What is being asked: The data below must be returned in full and exactly.

• • • • •

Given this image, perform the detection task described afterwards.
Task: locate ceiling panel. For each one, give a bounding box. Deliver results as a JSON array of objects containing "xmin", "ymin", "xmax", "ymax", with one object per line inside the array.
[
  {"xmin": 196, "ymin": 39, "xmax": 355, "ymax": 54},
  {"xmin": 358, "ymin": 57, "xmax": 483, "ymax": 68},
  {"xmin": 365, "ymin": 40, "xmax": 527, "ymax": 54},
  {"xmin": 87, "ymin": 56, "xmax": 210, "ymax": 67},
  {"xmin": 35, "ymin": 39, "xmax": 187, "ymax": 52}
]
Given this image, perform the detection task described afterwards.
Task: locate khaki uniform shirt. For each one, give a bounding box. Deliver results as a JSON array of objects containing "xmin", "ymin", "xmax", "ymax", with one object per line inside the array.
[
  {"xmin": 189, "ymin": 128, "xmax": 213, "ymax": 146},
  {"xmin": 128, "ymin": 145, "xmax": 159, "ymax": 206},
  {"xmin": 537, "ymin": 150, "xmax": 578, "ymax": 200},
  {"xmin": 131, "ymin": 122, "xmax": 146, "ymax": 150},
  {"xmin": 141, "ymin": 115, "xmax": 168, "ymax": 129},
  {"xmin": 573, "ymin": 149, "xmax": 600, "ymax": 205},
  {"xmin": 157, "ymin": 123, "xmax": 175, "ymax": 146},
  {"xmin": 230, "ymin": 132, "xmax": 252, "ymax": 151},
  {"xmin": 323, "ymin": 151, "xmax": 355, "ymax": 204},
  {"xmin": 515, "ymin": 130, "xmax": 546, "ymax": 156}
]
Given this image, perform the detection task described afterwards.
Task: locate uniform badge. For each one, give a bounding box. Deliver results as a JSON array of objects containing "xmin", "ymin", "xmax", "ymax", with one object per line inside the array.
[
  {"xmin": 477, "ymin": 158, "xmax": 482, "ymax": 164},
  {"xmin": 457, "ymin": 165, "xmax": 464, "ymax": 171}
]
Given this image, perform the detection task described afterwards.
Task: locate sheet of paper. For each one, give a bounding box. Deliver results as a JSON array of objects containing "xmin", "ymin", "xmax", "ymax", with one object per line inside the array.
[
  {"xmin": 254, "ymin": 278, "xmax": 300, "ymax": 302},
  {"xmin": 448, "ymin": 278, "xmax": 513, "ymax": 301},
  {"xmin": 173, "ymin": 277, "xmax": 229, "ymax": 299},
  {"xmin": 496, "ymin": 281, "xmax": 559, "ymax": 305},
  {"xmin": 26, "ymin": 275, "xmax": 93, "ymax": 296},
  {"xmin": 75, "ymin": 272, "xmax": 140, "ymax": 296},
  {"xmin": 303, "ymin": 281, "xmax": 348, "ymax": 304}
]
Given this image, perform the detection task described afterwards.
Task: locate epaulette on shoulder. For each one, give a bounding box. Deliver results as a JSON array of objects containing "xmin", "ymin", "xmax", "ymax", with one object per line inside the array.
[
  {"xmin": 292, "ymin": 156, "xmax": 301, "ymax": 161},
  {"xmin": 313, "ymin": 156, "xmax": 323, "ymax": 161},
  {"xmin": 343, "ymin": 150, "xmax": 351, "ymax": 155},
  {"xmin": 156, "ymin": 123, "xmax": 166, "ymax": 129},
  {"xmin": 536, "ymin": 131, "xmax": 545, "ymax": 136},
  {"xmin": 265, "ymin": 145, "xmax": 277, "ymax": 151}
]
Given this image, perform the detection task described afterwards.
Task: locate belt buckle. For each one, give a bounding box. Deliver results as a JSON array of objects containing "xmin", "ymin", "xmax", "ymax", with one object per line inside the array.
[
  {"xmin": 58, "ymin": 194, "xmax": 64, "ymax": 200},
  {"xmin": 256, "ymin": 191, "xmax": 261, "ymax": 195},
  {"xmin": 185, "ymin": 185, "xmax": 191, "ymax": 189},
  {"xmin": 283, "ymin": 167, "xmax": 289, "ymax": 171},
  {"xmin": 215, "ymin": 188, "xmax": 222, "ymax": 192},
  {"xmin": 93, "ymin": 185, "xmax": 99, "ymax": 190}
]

• • • • •

Exercise result:
Given this image, perform the detection task described afterwards.
Task: locate ceiling panel. For each one, give a bounding box. Deliver results as a JSON array of objects containing "xmin", "ymin", "xmax", "ymax", with one object per line inside the array.
[
  {"xmin": 196, "ymin": 39, "xmax": 355, "ymax": 54},
  {"xmin": 358, "ymin": 57, "xmax": 483, "ymax": 68},
  {"xmin": 365, "ymin": 40, "xmax": 527, "ymax": 54},
  {"xmin": 87, "ymin": 56, "xmax": 210, "ymax": 67},
  {"xmin": 35, "ymin": 39, "xmax": 187, "ymax": 52}
]
Given this image, perform the detection task described afterwards.
Task: locate khaki uniform shirt. For each one, give a bounding box. Deliver results as a JSON array of objects containing "xmin", "ymin", "xmax", "ymax", with one object per line inside the array.
[
  {"xmin": 189, "ymin": 128, "xmax": 213, "ymax": 146},
  {"xmin": 128, "ymin": 145, "xmax": 159, "ymax": 206},
  {"xmin": 537, "ymin": 150, "xmax": 578, "ymax": 200},
  {"xmin": 131, "ymin": 122, "xmax": 146, "ymax": 150},
  {"xmin": 141, "ymin": 115, "xmax": 168, "ymax": 129},
  {"xmin": 573, "ymin": 149, "xmax": 600, "ymax": 205},
  {"xmin": 157, "ymin": 123, "xmax": 175, "ymax": 146},
  {"xmin": 230, "ymin": 132, "xmax": 252, "ymax": 151},
  {"xmin": 323, "ymin": 151, "xmax": 355, "ymax": 204},
  {"xmin": 515, "ymin": 130, "xmax": 546, "ymax": 156}
]
Given this image, perform the detection task described afterwards.
Task: locate uniform badge. For each one, give a bounding box. Deliver results as a JSON array of objects containing "xmin", "ymin", "xmax", "ymax", with one object per line inside the array.
[
  {"xmin": 477, "ymin": 158, "xmax": 482, "ymax": 164},
  {"xmin": 457, "ymin": 165, "xmax": 464, "ymax": 171}
]
Given this image, perform the detection task described afterwards.
Task: locate sheet of paper. For each one, give a bounding box. Deliver results as a JSON array of objects containing "xmin", "ymin", "xmax", "ymax", with one object per line inside the array.
[
  {"xmin": 254, "ymin": 278, "xmax": 300, "ymax": 302},
  {"xmin": 448, "ymin": 278, "xmax": 513, "ymax": 301},
  {"xmin": 173, "ymin": 277, "xmax": 229, "ymax": 299},
  {"xmin": 496, "ymin": 281, "xmax": 559, "ymax": 305},
  {"xmin": 26, "ymin": 275, "xmax": 93, "ymax": 296},
  {"xmin": 75, "ymin": 272, "xmax": 140, "ymax": 296},
  {"xmin": 303, "ymin": 281, "xmax": 348, "ymax": 304}
]
Given this image, perform the detection task described afterwards.
Task: locate epaulette on shoulder. For each one, give a bounding box. Deliver results as a JSON array of objects containing "xmin", "ymin", "xmax", "ymax", with one object per line inside the array.
[
  {"xmin": 292, "ymin": 156, "xmax": 301, "ymax": 161},
  {"xmin": 313, "ymin": 156, "xmax": 323, "ymax": 161},
  {"xmin": 343, "ymin": 150, "xmax": 351, "ymax": 155},
  {"xmin": 156, "ymin": 123, "xmax": 166, "ymax": 129},
  {"xmin": 536, "ymin": 131, "xmax": 545, "ymax": 136},
  {"xmin": 265, "ymin": 145, "xmax": 277, "ymax": 151}
]
Given this image, perform the detection task described afterwards.
Task: locate belt buckle. For each one, give a bounding box. Deliver results as a JSON array of objects containing "xmin", "ymin", "xmax", "ymax", with one object per line inside the array.
[
  {"xmin": 58, "ymin": 194, "xmax": 64, "ymax": 200},
  {"xmin": 256, "ymin": 191, "xmax": 261, "ymax": 195},
  {"xmin": 185, "ymin": 185, "xmax": 191, "ymax": 189},
  {"xmin": 283, "ymin": 167, "xmax": 289, "ymax": 171},
  {"xmin": 215, "ymin": 188, "xmax": 222, "ymax": 192},
  {"xmin": 93, "ymin": 185, "xmax": 99, "ymax": 190}
]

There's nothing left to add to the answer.